# [Aim of the exercise]
Count how many lines in the records below contain the word "white", with uppercase and lowercase treated as different, and reply with only that number.

# [Data for this exercise]
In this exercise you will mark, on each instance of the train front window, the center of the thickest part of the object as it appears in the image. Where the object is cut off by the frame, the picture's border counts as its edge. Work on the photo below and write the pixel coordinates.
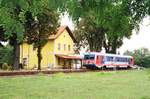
(90, 57)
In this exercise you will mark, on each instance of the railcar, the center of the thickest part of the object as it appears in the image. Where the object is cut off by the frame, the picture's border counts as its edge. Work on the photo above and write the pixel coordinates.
(95, 60)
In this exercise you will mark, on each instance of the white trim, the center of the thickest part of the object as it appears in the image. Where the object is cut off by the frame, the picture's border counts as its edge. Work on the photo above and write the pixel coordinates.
(54, 54)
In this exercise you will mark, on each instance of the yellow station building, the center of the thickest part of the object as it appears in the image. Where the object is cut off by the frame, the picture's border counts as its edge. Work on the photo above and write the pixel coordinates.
(57, 53)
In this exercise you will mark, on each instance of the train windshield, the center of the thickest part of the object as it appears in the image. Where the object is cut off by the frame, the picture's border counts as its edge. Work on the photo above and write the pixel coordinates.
(90, 57)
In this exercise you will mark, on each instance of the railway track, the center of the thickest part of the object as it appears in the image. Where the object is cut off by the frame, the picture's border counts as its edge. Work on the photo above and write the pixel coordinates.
(34, 72)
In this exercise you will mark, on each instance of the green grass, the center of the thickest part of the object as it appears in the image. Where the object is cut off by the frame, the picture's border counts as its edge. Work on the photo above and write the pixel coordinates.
(92, 85)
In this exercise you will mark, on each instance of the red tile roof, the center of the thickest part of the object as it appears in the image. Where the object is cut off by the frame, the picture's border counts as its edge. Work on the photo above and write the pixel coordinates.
(60, 31)
(68, 56)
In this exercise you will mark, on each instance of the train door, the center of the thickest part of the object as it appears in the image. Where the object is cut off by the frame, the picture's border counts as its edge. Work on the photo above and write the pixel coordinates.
(98, 60)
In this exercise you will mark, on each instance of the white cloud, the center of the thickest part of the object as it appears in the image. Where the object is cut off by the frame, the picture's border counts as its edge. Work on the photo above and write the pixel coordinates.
(142, 39)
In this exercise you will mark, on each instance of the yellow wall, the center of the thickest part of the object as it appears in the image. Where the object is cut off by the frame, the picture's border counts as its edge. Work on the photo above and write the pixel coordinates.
(64, 38)
(48, 52)
(31, 55)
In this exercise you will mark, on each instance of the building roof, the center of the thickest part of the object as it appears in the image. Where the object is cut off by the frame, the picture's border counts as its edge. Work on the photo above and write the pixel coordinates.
(60, 31)
(1, 45)
(68, 57)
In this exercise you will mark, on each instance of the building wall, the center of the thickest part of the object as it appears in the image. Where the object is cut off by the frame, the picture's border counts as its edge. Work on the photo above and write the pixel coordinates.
(48, 52)
(27, 51)
(63, 39)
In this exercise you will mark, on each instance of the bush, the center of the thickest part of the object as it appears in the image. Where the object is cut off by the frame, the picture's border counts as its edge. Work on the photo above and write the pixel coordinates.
(5, 66)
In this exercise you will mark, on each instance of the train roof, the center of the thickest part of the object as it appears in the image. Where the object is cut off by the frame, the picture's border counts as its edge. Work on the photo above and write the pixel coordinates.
(108, 54)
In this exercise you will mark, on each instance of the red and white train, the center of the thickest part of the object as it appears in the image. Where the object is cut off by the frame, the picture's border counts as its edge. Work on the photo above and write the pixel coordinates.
(100, 60)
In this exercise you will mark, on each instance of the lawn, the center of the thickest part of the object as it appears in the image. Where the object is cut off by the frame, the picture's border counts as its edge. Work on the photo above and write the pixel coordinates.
(91, 85)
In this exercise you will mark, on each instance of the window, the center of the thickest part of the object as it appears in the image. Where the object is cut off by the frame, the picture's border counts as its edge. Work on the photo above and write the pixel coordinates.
(91, 57)
(34, 48)
(64, 47)
(59, 46)
(109, 58)
(58, 61)
(68, 47)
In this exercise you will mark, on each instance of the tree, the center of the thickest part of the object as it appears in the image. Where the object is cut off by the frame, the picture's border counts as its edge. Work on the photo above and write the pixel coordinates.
(118, 18)
(13, 20)
(12, 28)
(41, 25)
(141, 57)
(87, 34)
(39, 29)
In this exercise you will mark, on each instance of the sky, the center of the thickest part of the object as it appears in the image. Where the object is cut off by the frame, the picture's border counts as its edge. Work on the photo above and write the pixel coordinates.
(136, 41)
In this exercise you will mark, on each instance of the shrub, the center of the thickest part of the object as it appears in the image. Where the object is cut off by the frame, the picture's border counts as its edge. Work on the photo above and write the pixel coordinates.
(5, 66)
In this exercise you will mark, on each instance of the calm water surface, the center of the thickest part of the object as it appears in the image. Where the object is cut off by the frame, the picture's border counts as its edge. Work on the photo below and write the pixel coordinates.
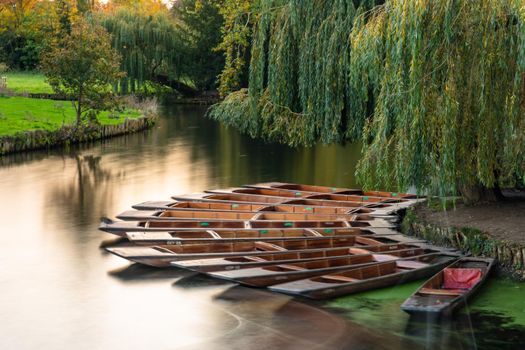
(59, 290)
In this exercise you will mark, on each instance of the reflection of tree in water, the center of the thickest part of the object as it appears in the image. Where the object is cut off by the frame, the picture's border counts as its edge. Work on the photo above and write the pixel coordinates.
(86, 193)
(467, 331)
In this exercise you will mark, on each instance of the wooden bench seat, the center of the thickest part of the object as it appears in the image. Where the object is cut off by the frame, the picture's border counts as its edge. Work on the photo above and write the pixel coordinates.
(450, 292)
(338, 278)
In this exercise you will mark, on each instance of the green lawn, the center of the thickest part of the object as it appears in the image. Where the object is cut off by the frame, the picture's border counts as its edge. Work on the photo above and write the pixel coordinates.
(31, 82)
(23, 114)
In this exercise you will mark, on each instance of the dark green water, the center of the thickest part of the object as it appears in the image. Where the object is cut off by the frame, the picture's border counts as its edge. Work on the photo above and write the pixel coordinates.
(60, 291)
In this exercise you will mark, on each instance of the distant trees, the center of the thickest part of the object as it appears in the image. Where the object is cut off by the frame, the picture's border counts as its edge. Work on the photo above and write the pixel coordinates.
(199, 24)
(84, 65)
(150, 47)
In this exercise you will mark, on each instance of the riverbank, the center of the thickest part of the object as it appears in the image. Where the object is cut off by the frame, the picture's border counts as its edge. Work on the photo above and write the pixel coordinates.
(29, 124)
(39, 139)
(490, 229)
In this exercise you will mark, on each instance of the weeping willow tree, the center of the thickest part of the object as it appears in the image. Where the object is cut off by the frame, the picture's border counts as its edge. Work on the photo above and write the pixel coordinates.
(149, 45)
(449, 89)
(298, 91)
(434, 89)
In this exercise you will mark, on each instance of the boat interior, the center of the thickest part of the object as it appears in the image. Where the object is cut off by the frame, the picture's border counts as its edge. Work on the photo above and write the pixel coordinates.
(455, 280)
(378, 270)
(380, 244)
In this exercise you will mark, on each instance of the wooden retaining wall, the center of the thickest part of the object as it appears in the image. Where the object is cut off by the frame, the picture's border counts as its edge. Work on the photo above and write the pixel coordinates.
(510, 256)
(39, 139)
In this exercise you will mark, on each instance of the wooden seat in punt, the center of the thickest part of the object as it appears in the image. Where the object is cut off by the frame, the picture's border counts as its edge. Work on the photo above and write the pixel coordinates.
(440, 296)
(365, 278)
(171, 253)
(329, 189)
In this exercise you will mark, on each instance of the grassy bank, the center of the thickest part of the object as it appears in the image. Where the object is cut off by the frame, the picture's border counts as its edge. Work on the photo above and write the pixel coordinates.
(493, 230)
(27, 82)
(19, 114)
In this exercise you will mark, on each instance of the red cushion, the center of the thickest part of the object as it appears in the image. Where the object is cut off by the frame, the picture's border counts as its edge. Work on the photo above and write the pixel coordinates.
(459, 278)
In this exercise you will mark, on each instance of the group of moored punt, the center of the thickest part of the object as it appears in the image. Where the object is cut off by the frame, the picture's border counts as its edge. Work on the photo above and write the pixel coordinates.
(306, 240)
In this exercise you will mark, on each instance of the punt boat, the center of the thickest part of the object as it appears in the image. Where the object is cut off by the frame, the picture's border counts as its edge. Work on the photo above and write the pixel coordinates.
(450, 288)
(366, 278)
(254, 207)
(162, 255)
(379, 208)
(274, 274)
(202, 236)
(169, 215)
(292, 257)
(313, 195)
(120, 228)
(329, 189)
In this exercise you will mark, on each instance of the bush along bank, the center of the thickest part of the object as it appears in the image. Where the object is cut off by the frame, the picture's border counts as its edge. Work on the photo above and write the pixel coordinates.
(510, 255)
(69, 134)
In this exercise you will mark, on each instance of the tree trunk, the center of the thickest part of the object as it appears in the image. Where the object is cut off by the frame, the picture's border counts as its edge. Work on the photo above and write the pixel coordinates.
(473, 194)
(79, 107)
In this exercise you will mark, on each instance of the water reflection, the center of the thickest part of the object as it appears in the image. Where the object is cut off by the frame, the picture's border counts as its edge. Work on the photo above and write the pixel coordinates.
(58, 283)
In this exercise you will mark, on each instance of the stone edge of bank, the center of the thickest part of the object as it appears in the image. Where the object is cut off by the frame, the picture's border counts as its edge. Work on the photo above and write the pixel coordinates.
(67, 135)
(510, 256)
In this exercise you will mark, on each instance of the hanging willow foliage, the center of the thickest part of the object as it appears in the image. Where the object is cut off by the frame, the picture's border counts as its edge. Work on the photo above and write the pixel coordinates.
(149, 45)
(449, 94)
(434, 89)
(298, 86)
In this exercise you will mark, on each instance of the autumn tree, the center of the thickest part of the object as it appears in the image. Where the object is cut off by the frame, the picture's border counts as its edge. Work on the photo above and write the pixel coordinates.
(83, 65)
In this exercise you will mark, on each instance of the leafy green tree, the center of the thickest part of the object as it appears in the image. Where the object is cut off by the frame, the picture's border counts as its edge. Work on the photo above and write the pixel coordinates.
(433, 89)
(239, 19)
(84, 65)
(199, 23)
(150, 47)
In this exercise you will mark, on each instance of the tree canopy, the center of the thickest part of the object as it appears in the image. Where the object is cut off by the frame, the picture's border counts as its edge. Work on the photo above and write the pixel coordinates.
(433, 89)
(83, 65)
(149, 45)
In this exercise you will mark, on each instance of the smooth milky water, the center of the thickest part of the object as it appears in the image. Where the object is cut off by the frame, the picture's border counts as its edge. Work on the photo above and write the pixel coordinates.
(59, 290)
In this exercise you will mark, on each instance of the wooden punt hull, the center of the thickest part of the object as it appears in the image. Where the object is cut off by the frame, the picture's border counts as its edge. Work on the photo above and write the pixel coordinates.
(210, 236)
(381, 275)
(257, 207)
(245, 262)
(121, 227)
(379, 208)
(431, 299)
(275, 274)
(328, 189)
(162, 256)
(313, 195)
(171, 215)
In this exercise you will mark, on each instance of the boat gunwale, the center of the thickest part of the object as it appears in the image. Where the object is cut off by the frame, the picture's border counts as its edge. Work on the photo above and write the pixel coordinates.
(451, 305)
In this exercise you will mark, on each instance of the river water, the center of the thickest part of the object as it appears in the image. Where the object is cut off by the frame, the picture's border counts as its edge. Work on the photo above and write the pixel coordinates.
(60, 290)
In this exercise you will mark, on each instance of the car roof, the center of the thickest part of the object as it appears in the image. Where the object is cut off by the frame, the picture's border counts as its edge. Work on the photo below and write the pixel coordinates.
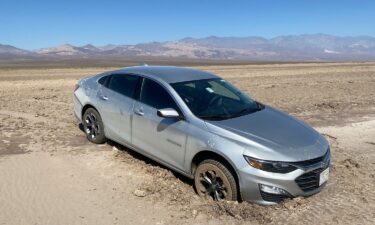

# [Finished task]
3